*** Opening of Given text ***

Piper is a remarkably adaptable dog.
Most days, especially since March 2020, the middle-aged hound spends her days at home, napping on the couch, sunbathing in the yard, and chairing the local chapter of the Squirrels Are The Enemy club. She joins me on a few runs or walks each week and the occasional weekend adventure hike around Pennsylvania. She spends nearly every daylight hour in my presence during this work-from-home time.
There was a time a few years ago when she spent a 10+ hour drive to Maine resting patiently in the backseat. When I stopped into a diner for lunch, she didn’t make a peep as I walked away. Leaving her to guard the car in a shaded area (I told her the job paid in french fries and she immediately accepted), I returned after my meal to find a groggy Piper in the driver’s seat. No separation anxiety from this mutt.

*** Close of Given text ***

Exercise instructions:
1 > Reproduce word for word the part of the passage about Piper starting with "Piper is a remarkably" and going on through "from this mutt.".
2 > Pick up the passage about Piper the dog after its last sentence and keep writing it.
The records that follow have no connection to the passage about Piper.

*** Opening of Record set ***

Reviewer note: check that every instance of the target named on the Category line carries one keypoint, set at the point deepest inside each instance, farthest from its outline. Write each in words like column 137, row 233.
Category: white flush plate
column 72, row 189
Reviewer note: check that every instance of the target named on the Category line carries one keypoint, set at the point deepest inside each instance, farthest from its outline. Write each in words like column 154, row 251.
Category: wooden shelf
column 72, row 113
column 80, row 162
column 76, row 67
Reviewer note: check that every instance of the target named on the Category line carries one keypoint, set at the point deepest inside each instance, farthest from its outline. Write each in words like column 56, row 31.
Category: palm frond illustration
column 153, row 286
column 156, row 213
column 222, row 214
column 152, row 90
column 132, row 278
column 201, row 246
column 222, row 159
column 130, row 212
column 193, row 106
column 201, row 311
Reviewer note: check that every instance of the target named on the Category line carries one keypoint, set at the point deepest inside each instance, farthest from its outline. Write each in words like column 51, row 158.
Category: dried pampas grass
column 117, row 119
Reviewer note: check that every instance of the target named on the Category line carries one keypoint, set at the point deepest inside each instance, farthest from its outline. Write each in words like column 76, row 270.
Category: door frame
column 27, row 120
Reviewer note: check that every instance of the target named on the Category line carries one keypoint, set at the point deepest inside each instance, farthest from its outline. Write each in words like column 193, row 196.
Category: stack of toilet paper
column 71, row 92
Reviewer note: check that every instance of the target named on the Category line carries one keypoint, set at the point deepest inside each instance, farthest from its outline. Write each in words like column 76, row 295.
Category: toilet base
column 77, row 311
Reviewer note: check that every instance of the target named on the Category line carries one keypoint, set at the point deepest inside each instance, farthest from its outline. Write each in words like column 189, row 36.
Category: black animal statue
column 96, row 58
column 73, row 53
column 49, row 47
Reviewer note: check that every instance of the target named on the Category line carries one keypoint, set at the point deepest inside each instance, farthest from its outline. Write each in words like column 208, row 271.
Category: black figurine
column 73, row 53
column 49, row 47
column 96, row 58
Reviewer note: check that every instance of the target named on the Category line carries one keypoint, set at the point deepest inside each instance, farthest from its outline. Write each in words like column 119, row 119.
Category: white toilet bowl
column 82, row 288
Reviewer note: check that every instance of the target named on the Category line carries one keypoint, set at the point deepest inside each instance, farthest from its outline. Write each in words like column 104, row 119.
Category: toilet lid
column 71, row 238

*** Close of Record set ***
*** Opening of Record set ***

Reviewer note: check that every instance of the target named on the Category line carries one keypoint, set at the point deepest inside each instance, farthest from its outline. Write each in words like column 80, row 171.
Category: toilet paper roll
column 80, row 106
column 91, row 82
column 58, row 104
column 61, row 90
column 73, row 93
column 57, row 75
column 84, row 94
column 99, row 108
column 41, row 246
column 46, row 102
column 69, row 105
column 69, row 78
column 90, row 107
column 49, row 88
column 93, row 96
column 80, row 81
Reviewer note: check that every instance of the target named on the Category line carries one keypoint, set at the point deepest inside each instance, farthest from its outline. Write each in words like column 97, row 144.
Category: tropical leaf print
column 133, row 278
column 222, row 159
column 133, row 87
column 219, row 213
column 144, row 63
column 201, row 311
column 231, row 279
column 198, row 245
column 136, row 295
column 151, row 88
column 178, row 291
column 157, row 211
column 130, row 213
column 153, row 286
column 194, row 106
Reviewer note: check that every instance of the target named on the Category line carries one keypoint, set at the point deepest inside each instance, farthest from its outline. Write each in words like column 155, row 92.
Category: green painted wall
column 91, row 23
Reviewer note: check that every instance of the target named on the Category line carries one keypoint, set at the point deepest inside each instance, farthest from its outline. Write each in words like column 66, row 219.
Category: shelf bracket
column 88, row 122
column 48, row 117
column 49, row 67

*** Close of Record set ***
*** Opening of Record set ***

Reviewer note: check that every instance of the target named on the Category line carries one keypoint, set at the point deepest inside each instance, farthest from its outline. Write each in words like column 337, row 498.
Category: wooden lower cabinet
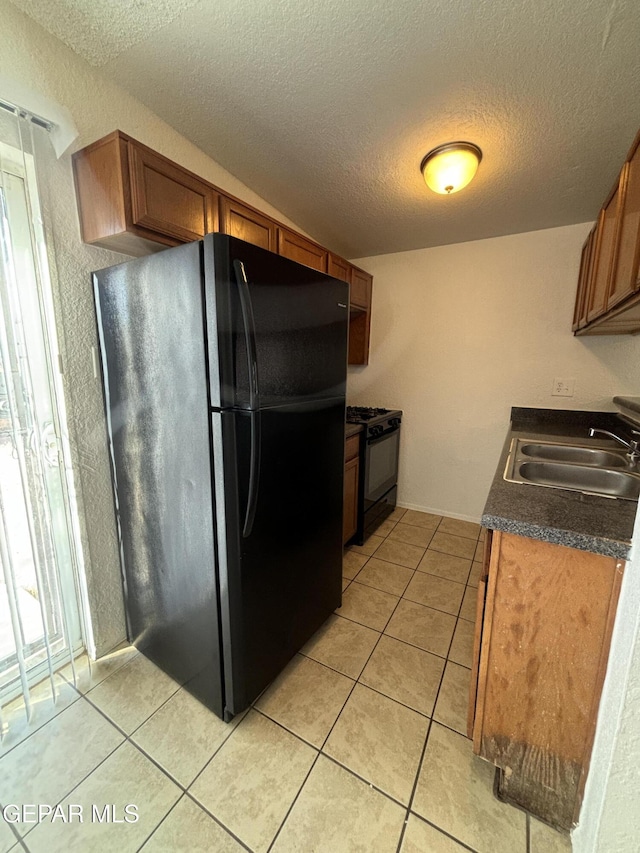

*** Close of Record set ***

Answers by task:
1 >
Piper is a remarkably adaptable dog.
Most days, especially since March 2020, the middle-aged hound spends her days at home, napping on the couch, sunbathing in the yard, and chairing the local chapter of the Squirrels Are The Enemy club. She joins me on a few runs or walks each week and the occasional weekend adventure hike around Pennsylvania. She spends nearly every daylight hour in my presence during this work-from-home time.
There was a time a few years ago when she spent a 10+ hour drive to Maine resting patiently in the backseat. When I stopped into a diner for lunch, she didn’t make a peep as I walked away. Leaving her to guard the car in a shaded area (I told her the job paid in french fries and she immediately accepted), I returned after my meal to find a groggy Piper in the driver’s seat. No separation anxiety from this mutt.

2 >
More recently, Piper accepted a new job as “office dog,” – which comes with rules like “no scaring the mail lady.” She’s adjusted well to her new role and is less on-edge when the office door opens than when she started. All traits contrary to her youth, keeping me awake in our tent most of the night, guarding us against chipmunk invaders of Mt. Desert Island. She’s learning.
For example, in 2019, I bought a brand new car. Later that year, I scheduled an early morning oil change at a local dealership (a first for me!). Since I was stopping on my way to work, Piper was with me – entirely out of habit, I hadn’t thought about what I would do with her while the car was in the shop. I asked the technician if he minded me bringing Piper into the waiting area with me. Luckily, he said it was fine.
I leashed Piper and we walked into a waiting room with 5-6 people. We quietly walked to a table and sat – me on a chair, her on the ground. We sat there for nearly an hour. Quietly.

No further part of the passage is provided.